- **Exercise prompt**: Copy the following listing word for word.

- **Records shown**:
>>

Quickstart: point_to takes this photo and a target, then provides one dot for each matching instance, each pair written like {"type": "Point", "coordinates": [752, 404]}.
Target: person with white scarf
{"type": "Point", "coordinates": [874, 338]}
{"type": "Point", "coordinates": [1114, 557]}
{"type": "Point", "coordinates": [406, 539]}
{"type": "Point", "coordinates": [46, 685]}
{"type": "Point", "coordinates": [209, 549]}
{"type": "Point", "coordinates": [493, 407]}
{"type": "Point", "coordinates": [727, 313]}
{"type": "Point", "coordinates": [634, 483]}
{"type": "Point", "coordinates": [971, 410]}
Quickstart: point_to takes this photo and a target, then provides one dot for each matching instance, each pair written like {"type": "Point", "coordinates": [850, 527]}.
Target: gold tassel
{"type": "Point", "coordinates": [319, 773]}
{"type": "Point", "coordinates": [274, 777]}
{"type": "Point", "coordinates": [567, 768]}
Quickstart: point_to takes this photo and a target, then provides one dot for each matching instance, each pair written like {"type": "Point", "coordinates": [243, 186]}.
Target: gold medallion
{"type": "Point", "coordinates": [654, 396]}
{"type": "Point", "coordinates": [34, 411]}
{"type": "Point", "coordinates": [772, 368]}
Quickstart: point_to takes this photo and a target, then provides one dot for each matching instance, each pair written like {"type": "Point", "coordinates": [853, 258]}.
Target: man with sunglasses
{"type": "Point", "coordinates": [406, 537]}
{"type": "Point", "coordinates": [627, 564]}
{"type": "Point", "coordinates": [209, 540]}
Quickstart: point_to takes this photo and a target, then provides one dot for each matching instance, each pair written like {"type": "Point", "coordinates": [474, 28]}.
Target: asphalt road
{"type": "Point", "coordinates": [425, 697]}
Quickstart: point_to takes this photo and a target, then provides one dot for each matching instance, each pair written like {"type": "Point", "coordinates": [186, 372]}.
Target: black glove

<<

- **Reply**:
Quickstart: point_to takes this photo and a target, then provides one dot for each matching instance, each pair written like {"type": "Point", "coordinates": [752, 404]}.
Target: person with white scarf
{"type": "Point", "coordinates": [874, 338]}
{"type": "Point", "coordinates": [1114, 557]}
{"type": "Point", "coordinates": [406, 539]}
{"type": "Point", "coordinates": [46, 685]}
{"type": "Point", "coordinates": [209, 549]}
{"type": "Point", "coordinates": [493, 407]}
{"type": "Point", "coordinates": [727, 313]}
{"type": "Point", "coordinates": [634, 483]}
{"type": "Point", "coordinates": [971, 410]}
Quickstart: point_to takes this photo and a target, then provides one dot for each matching instance, each pair written like {"type": "Point", "coordinates": [850, 527]}.
Target: gold tassel
{"type": "Point", "coordinates": [319, 773]}
{"type": "Point", "coordinates": [274, 777]}
{"type": "Point", "coordinates": [567, 768]}
Quickstart: point_to takes this photo and a target, then provides one dot for each matching instance, each pair written like {"type": "Point", "coordinates": [243, 186]}.
Target: gold medallion
{"type": "Point", "coordinates": [654, 396]}
{"type": "Point", "coordinates": [34, 411]}
{"type": "Point", "coordinates": [772, 368]}
Quickstart: point_to takes this photo and a target, then provides one dot for each matching instance, each pair written like {"type": "Point", "coordinates": [853, 258]}.
Target: man with sunglasses
{"type": "Point", "coordinates": [406, 537]}
{"type": "Point", "coordinates": [627, 564]}
{"type": "Point", "coordinates": [209, 540]}
Quickstart: point_to takes this photo and a target, then provides one dot for each matching instance, each pair written like {"type": "Point", "coordinates": [474, 28]}.
Target: asphalt road
{"type": "Point", "coordinates": [425, 697]}
Quickstart: point_to takes this photo and a target, then provides one dot for each matching instance, each pair written like {"type": "Point", "coordinates": [186, 372]}.
Target: black glove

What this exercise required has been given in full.